(A run of records)
○ ○ ○ ○ ○ ○ ○

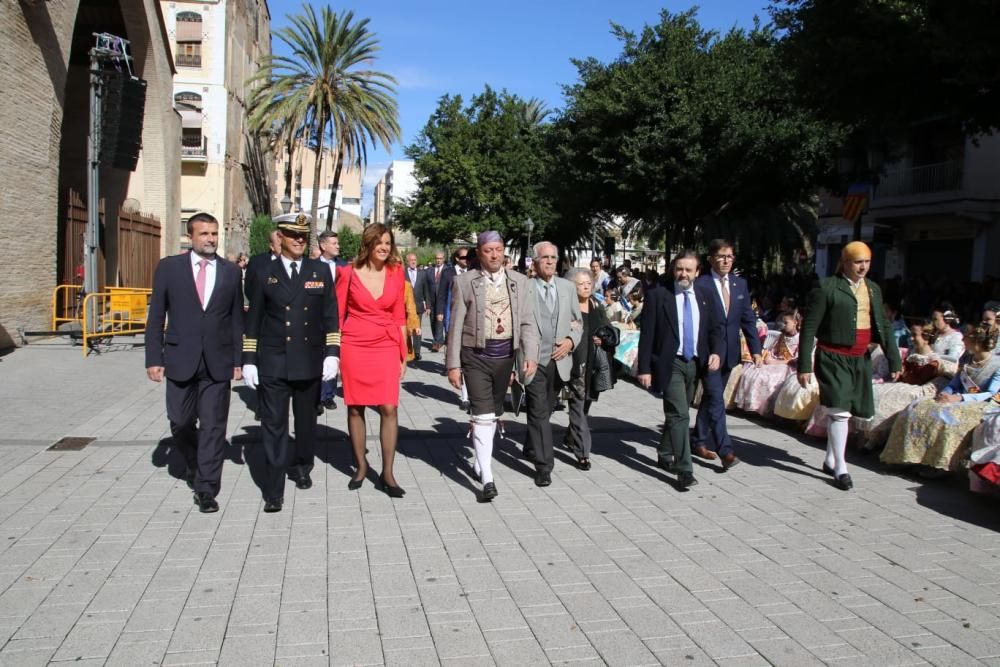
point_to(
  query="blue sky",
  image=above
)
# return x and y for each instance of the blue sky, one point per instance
(442, 47)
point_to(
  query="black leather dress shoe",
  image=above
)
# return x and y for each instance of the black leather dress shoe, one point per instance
(686, 479)
(273, 504)
(389, 490)
(667, 464)
(206, 503)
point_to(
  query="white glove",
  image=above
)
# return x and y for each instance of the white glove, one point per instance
(250, 376)
(331, 366)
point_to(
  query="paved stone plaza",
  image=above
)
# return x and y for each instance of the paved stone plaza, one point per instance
(104, 559)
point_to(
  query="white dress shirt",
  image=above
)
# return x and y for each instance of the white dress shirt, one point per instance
(332, 263)
(695, 317)
(209, 275)
(288, 265)
(719, 280)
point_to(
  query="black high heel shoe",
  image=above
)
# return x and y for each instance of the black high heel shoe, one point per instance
(391, 491)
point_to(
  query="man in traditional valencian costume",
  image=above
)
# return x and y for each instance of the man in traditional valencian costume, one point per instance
(491, 321)
(845, 315)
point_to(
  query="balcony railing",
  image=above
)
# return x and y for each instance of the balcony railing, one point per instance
(195, 153)
(188, 61)
(937, 177)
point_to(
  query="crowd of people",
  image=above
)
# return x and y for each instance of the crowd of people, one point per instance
(841, 358)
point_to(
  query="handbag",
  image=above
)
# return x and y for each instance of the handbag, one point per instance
(601, 379)
(610, 336)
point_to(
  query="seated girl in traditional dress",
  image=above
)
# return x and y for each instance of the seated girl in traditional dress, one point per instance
(924, 375)
(984, 468)
(949, 339)
(935, 432)
(759, 386)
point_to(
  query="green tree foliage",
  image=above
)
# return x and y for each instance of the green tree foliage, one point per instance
(325, 89)
(688, 135)
(350, 242)
(260, 234)
(877, 66)
(479, 166)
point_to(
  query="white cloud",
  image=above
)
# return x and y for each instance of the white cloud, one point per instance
(412, 77)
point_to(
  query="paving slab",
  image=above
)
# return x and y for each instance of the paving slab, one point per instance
(104, 559)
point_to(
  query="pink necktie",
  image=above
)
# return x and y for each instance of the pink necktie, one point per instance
(199, 281)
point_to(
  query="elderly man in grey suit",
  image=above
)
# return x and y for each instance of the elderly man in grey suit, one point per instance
(558, 323)
(491, 319)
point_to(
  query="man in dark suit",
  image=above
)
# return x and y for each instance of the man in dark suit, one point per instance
(559, 329)
(731, 302)
(329, 248)
(418, 281)
(680, 339)
(431, 300)
(292, 342)
(459, 265)
(198, 294)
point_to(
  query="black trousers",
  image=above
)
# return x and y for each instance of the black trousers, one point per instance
(279, 454)
(486, 380)
(198, 409)
(541, 395)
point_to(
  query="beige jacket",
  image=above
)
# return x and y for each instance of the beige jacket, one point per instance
(468, 313)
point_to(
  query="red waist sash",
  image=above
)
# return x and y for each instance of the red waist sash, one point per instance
(861, 342)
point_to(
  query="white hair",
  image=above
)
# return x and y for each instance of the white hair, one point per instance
(537, 248)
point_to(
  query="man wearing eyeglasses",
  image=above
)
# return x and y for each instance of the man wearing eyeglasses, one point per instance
(559, 325)
(732, 307)
(459, 265)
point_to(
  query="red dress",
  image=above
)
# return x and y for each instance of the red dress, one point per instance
(372, 346)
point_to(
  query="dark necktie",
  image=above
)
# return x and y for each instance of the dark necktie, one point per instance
(688, 349)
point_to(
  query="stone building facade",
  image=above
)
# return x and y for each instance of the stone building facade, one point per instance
(217, 46)
(44, 123)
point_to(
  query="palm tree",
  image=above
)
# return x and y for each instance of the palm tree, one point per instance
(320, 88)
(364, 105)
(535, 112)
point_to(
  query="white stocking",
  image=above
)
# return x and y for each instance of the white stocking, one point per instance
(483, 428)
(836, 442)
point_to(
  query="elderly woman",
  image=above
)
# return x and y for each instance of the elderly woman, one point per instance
(932, 432)
(581, 384)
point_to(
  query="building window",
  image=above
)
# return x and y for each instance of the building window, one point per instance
(189, 54)
(189, 36)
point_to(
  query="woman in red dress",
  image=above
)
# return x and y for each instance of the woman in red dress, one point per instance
(373, 347)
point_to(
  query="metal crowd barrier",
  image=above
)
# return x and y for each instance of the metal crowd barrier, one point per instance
(66, 305)
(119, 311)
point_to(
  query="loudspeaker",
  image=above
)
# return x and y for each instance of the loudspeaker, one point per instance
(609, 247)
(123, 107)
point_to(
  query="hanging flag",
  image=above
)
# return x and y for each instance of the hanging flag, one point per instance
(855, 201)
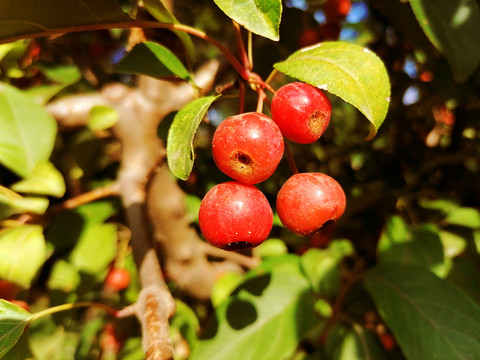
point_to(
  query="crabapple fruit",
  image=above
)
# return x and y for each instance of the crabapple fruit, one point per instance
(117, 279)
(248, 147)
(308, 200)
(235, 216)
(301, 111)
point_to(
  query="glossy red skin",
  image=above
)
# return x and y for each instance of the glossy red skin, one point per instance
(301, 111)
(118, 279)
(248, 147)
(235, 216)
(308, 200)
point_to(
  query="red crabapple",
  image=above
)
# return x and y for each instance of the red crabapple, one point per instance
(117, 279)
(235, 216)
(248, 147)
(301, 111)
(308, 200)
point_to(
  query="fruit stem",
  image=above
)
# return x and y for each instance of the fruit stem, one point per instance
(242, 54)
(290, 159)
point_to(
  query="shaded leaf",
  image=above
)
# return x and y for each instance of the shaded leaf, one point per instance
(273, 307)
(152, 59)
(420, 245)
(12, 203)
(162, 14)
(322, 266)
(102, 118)
(21, 120)
(351, 72)
(180, 154)
(45, 179)
(429, 317)
(22, 253)
(355, 342)
(453, 27)
(260, 17)
(23, 17)
(13, 320)
(464, 216)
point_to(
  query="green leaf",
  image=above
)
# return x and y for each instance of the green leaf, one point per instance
(22, 252)
(12, 203)
(22, 122)
(95, 249)
(180, 153)
(64, 277)
(23, 17)
(273, 307)
(322, 267)
(13, 320)
(102, 118)
(429, 317)
(351, 72)
(152, 59)
(453, 27)
(44, 180)
(260, 17)
(61, 76)
(420, 245)
(464, 216)
(162, 14)
(355, 342)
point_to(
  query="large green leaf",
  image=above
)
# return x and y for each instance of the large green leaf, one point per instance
(13, 320)
(162, 14)
(180, 154)
(22, 252)
(453, 27)
(24, 17)
(429, 317)
(28, 131)
(152, 59)
(260, 17)
(353, 342)
(273, 306)
(420, 245)
(352, 72)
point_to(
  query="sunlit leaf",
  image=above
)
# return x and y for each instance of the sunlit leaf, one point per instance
(162, 14)
(152, 59)
(351, 72)
(13, 320)
(260, 17)
(429, 317)
(95, 249)
(453, 26)
(13, 203)
(22, 253)
(21, 121)
(102, 118)
(180, 154)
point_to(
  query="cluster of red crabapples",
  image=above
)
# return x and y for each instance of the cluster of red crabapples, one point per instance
(248, 148)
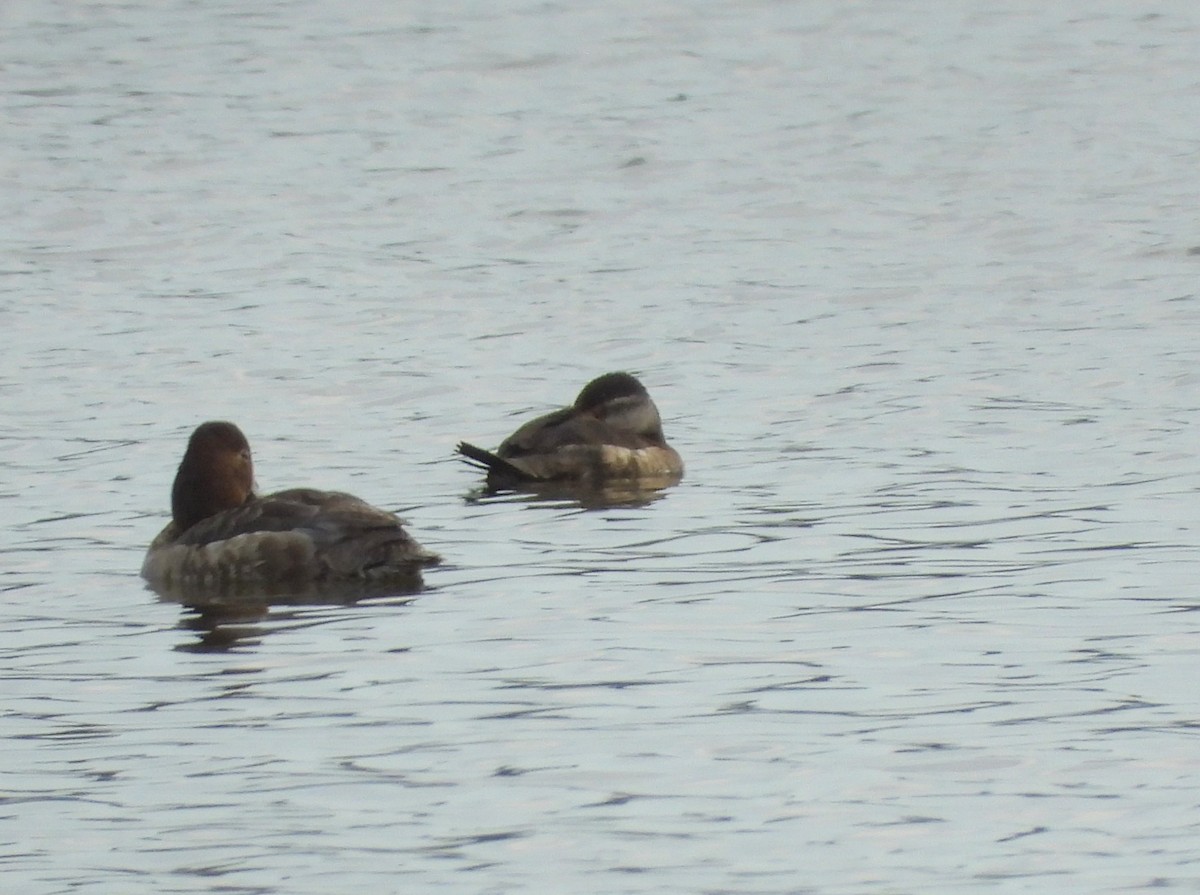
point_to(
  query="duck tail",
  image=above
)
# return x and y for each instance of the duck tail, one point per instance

○ ○ ○ ○ ○ ○ ○

SET TASK: From the records given above, reproduce all text exactly and exclude each picture.

WORKED SOLUTION:
point_to(
  query="blue sky",
  image=above
)
# return x and y for each instance of the blue sky, one point per instance
(442, 47)
point_to(
  query="black leather dress shoe",
  image=above
)
# return x and y for each instance of the black leather dress shoe, one point per instance
(686, 479)
(273, 504)
(389, 490)
(667, 464)
(206, 503)
point_to(
  query="white glove",
  image=above
)
# return x and y for each instance of the white glove, one point per instance
(250, 376)
(331, 366)
point_to(
  query="paved stone plaza",
  image=above
)
# return x and y for each instance of the paved stone plaza, one point per instance
(104, 559)
point_to(
  query="white dress shirt",
  image=above
)
# return x and y for each instance of the white dress shirt, one point per instance
(332, 263)
(695, 317)
(209, 275)
(288, 265)
(719, 280)
point_to(
  query="black high heel shoe",
  image=above
)
# return x and y for each instance of the black high heel shoe, one point per instance
(391, 491)
point_to(
  query="man in traditional valencian costume",
  image=above
)
# return x and y for each instance of the man in traditional valencian costume, one point per instance
(491, 321)
(845, 315)
point_to(
  query="balcony railing",
  image=above
)
# return x and y for each instance of the balcony railing, one point per instance
(195, 153)
(188, 61)
(937, 177)
point_to(
  query="crowd of people",
  image=above
)
# return x and y for each instance of the crowd of people, one point per instance
(841, 358)
point_to(
  query="handbag",
  image=above
)
# return x and y for each instance of the handbag, one point per instance
(601, 379)
(610, 336)
point_to(
  query="seated girl in traditional dress",
  image=above
)
# return x and y for each instance of the seated girl in traditional dress, one point per instance
(924, 375)
(984, 468)
(949, 339)
(935, 432)
(759, 386)
point_to(
  query="green tree foliage",
  image=above
)
# return x and y for each instance of the green tree foliage, one point per instance
(325, 89)
(688, 135)
(350, 242)
(260, 234)
(877, 66)
(479, 166)
point_to(
  query="white cloud",
  image=above
)
# return x and y for each instance of the white cloud, one point per instance
(412, 77)
point_to(
  query="paving slab",
  image=above
)
# return x and y for each instance of the paving slab, one point per instance
(104, 559)
point_to(
  query="pink necktie",
  image=above
)
# return x and y for each instance of the pink necktie, one point per instance
(199, 281)
point_to(
  query="elderly man in grey suit",
  image=above
)
# return x and y for each instance of the elderly man in grey suit, one point per instance
(558, 323)
(491, 319)
point_to(
  query="man in dark suit",
  image=above
)
# return x and y for each instance of the man in dark suit, one point per instance
(559, 329)
(731, 302)
(329, 248)
(418, 281)
(680, 339)
(431, 300)
(292, 342)
(459, 265)
(198, 294)
point_to(
  query="black trousers",
  image=above
)
# return x and y for each instance of the black trousers, one point per instance
(279, 454)
(486, 380)
(198, 409)
(541, 395)
point_to(
  query="beige jacket",
  image=above
)
# return x and y for each instance of the beige jacket, one point per instance
(468, 313)
point_to(
  query="red waist sash",
  image=above
)
# return x and y for each instance of the red waist sash, one point per instance
(861, 342)
point_to(
  query="white hair",
  image=above
)
# return x and y for each instance of the white hair, one point per instance
(537, 248)
point_to(
  query="man wearing eyeglasses",
  image=above
)
# return x and y for each instance of the man wearing eyeglasses, one point per instance
(559, 325)
(732, 307)
(459, 265)
point_to(
  query="red dress",
  image=above
)
# return x and y for each instance of the red dress, one point per instance
(372, 346)
point_to(
  query="dark necktie",
  image=above
)
# return x and y for each instance of the dark necktie, one point per instance
(688, 349)
point_to(
  query="stone building facade",
  image=above
)
# return x and y for each instance of the stone building facade, one point per instance
(217, 46)
(44, 123)
point_to(
  query="palm tree",
  image=above
)
# return x and y for each instance of the palm tree, one point per instance
(320, 88)
(364, 105)
(535, 112)
point_to(
  query="white stocking",
  image=above
)
# return x and y for each instance of the white stocking, one point per instance
(483, 428)
(836, 442)
point_to(
  query="elderly woman",
  image=above
)
# return x and y for each instance of the elderly woman, one point per instance
(932, 432)
(581, 384)
point_to(
  query="building window",
  image=above
)
# return x and y for each instance of the building window, one point per instance
(189, 54)
(189, 36)
point_to(
  query="woman in red dress",
  image=above
)
# return x and y for each instance of the woman in red dress, one point per instance
(373, 347)
point_to(
  query="metal crowd barrier",
  image=above
)
# return x and y for each instance of the metal crowd barrier, one point per instance
(66, 305)
(119, 311)
point_to(
  query="loudspeaker",
  image=above
)
# return x and y for each instance of the loudspeaker, one point per instance
(609, 247)
(123, 107)
point_to(
  query="hanging flag",
  image=above
)
# return x and y for each instance of the hanging flag, one point per instance
(855, 201)
point_to(
  query="crabapple fruit",
  image=above
)
# return x and y for each instance of the crabapple fruit, one point per instance
(117, 279)
(248, 147)
(308, 200)
(235, 216)
(301, 111)
point_to(
  query="glossy red skin",
  image=above
)
# return x and y for each instance of the glossy red skin, one point per instance
(301, 111)
(118, 279)
(248, 147)
(235, 216)
(308, 200)
point_to(
  query="red crabapple",
  image=above
)
# return x and y for each instance of the red crabapple, one point per instance
(117, 279)
(235, 216)
(248, 147)
(301, 111)
(308, 200)
point_to(
  query="fruit stem",
  image=above
)
# return x and y for each instance of the fruit stem, one point per instance
(242, 54)
(290, 159)
point_to(
  query="shaded leaf",
  image=above
)
# return x and y for each instance of the shaded leaf, one point per instance
(273, 307)
(152, 59)
(420, 245)
(12, 203)
(162, 14)
(322, 266)
(102, 118)
(21, 120)
(351, 72)
(180, 154)
(45, 179)
(429, 317)
(22, 253)
(355, 342)
(453, 27)
(260, 17)
(23, 17)
(13, 320)
(464, 216)
point_to(
  query="green leaf",
  image=above
)
# return x and y for each instance of the green leaf, one point per instance
(22, 252)
(12, 203)
(22, 122)
(95, 249)
(180, 153)
(64, 277)
(23, 17)
(273, 307)
(322, 267)
(13, 320)
(102, 118)
(429, 317)
(351, 72)
(152, 59)
(453, 27)
(44, 180)
(260, 17)
(61, 76)
(420, 245)
(464, 216)
(162, 14)
(355, 342)
point_to(
  query="large green leaf",
  image=above
)
# return x and y for each instance of the large green leaf, one point per instance
(13, 320)
(162, 14)
(180, 154)
(22, 252)
(453, 27)
(24, 17)
(429, 317)
(28, 131)
(152, 59)
(260, 17)
(353, 342)
(273, 306)
(420, 245)
(352, 72)
point_to(
  query="sunlit leaf",
  image=above
)
# return x and y for each instance of the sunlit leaf, one point per instance
(162, 14)
(152, 59)
(351, 72)
(13, 320)
(260, 17)
(429, 317)
(95, 249)
(453, 26)
(13, 203)
(22, 253)
(21, 121)
(102, 118)
(180, 154)
point_to(
  query="cluster of red crabapples",
  image=above
)
# return x and y for each instance of the cluster of red crabapples, one point per instance
(248, 148)
point_to(
  query="duck tail",
  image=above
)
# return x and y for each instance of the duck tail, one point per instance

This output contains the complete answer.